- Records provided:
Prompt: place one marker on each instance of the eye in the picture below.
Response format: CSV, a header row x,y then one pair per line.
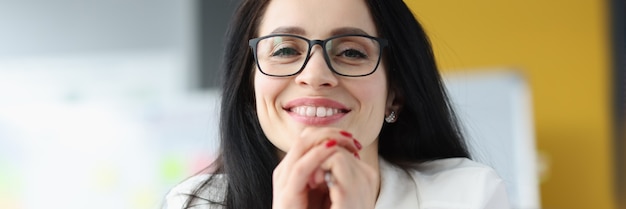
x,y
285,52
353,53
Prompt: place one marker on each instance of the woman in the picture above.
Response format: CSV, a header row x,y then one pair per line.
x,y
336,104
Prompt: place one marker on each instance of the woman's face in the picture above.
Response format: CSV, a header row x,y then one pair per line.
x,y
317,97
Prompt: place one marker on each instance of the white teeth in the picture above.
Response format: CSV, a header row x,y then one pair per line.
x,y
310,111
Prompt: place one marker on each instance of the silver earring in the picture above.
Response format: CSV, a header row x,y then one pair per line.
x,y
391,117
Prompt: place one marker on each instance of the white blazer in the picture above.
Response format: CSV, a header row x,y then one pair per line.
x,y
453,183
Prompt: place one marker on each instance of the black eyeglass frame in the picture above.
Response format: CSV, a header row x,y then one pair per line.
x,y
382,43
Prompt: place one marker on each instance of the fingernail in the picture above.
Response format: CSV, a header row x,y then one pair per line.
x,y
331,143
357,144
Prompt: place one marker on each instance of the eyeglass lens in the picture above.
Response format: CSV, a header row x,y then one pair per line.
x,y
346,55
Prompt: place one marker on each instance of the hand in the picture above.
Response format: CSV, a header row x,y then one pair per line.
x,y
298,180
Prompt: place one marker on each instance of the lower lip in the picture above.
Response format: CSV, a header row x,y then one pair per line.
x,y
317,121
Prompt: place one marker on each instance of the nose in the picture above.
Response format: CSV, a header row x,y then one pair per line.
x,y
316,72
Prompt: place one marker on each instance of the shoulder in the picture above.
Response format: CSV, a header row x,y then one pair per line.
x,y
205,194
459,182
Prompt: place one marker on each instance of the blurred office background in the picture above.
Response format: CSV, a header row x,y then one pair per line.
x,y
108,104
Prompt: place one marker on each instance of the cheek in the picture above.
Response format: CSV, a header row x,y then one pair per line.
x,y
267,91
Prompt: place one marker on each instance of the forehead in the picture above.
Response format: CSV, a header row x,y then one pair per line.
x,y
316,18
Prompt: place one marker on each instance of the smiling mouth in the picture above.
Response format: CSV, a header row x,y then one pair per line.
x,y
320,112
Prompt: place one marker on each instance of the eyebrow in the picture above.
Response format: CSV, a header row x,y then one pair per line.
x,y
289,30
334,32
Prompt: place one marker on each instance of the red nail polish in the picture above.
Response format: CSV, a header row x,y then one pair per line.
x,y
357,144
331,143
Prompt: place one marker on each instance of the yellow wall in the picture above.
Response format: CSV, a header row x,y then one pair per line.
x,y
563,48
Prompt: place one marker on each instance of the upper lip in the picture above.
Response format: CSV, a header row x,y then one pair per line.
x,y
315,102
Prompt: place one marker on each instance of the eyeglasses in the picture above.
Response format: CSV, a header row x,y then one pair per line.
x,y
351,55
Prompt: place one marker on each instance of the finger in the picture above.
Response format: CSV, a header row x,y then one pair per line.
x,y
304,169
313,136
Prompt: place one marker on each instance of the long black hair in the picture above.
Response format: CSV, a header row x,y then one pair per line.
x,y
426,128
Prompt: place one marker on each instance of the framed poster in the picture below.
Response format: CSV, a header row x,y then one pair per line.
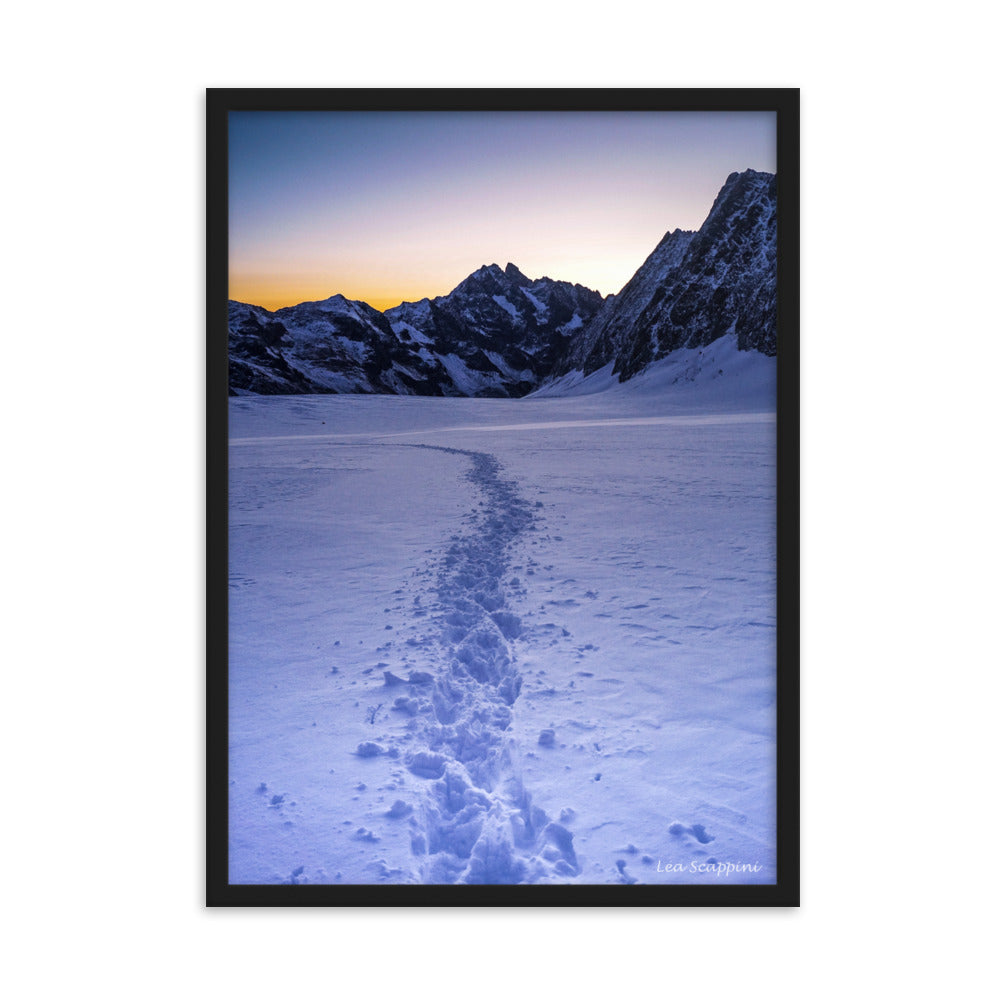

- Task details:
All of the data should come back exactly as written, but without pictures.

- Answer space:
Prompt: place one marker on each instance of the eye in the picture below.
Response format: CSV, a header row x,y then one pair per line.
x,y
285,52
353,53
Prompt: place one marker on each instance of the woman in the picture above.
Response format: CSV, a header row x,y then one pair per line.
x,y
336,104
Prompt: place one marker on each instance of the woman's face in the picture above.
Response format: CSV, a header row x,y then one pair per line.
x,y
317,97
Prompt: place one marker on each instance of the white teeth in the picture above.
Response format: CSV, a header row x,y then one pair per line.
x,y
310,111
Prompt: place one marker on each instance of the silver earring in the picture above.
Response format: CSV, a header row x,y then one pair per line.
x,y
391,117
Prompt: place one marker on each instance of the white blazer in the picture above.
Response format: CSV, a header row x,y then one pair per line.
x,y
453,183
Prompt: place one marker on each instance of the black eyeglass frame in the picture above.
Response format: CSV, a header row x,y then one pair per line.
x,y
382,43
Prompt: place one marker on each instance of the fingernail in the picture above.
Response format: CSV, a header row x,y then one pair per line.
x,y
331,143
357,144
Prompt: place one marker on each instance of the eyeglass lens in the picture above.
Response format: CSV, a header row x,y then one pair per line.
x,y
346,55
Prompt: place one marker on each instance of the hand in the picture above.
Response format: CSV, a header row x,y then one pair per line.
x,y
298,180
Prompt: place one marker on each instance of the lower lip in the picture above.
Response format: CSV, a header row x,y then one pair per line.
x,y
317,121
Prompt: place one marker on each instance of the nose in the picture above.
Response format: CSV, a header row x,y then one pair per line.
x,y
316,72
Prompt: place one marker on each instance of the shoulder in the picture above.
Response format: CSV, a header row x,y then one pair per line.
x,y
205,194
459,182
Prompt: place one marker on each instance of the blurred office background in the picture above.
Response format: CSV, a header row x,y then one pair per line.
x,y
108,104
Prompt: place one marker on each instance of the cheek in the picture above.
Response format: CSV, a header row x,y then one pair per line.
x,y
267,91
Prompt: place one marker on each instance of the forehead in the picture above.
Response format: CSV, a header row x,y then one pair per line.
x,y
316,18
Prompt: place one marker on each instance of the smiling mouth in the picture above.
Response format: CSV, a header row x,y then one pair per line.
x,y
320,112
Prompt: place one marker on each instance of the eyebrow in the picture above.
Response format: CSV, a header row x,y then one pair per line.
x,y
289,30
334,32
Prompt: place one marker on each instance of the red nail polish in the picture above.
Response format: CSV, a header row x,y then one pair per line.
x,y
357,144
331,143
Prompt: place one marker on each instance of the yellow wall in the picture above.
Response format: CSV, a header row x,y then one pair per line.
x,y
563,48
Prompt: place one marker on each instance of the upper lip in the picture above.
Response format: CSV, a header row x,y then one pair per line.
x,y
315,102
Prompt: place one marker on each instance of the eyeglasses in the picture above.
Response format: CSV, a header row x,y then one pair per line.
x,y
351,55
Prompt: place one marker on each instance of the finger in the picture above.
Response format: CSV, a header row x,y then one pair per line.
x,y
304,169
313,136
Prompt: place one marker on each instance of the long black hair in the picture above.
Response format: CSV, a header row x,y then one pair per line.
x,y
426,128
Prompt: place one marker on each instance of the framed poster in the picture below.
Response format: CSV, a header row x,y then one pair per line.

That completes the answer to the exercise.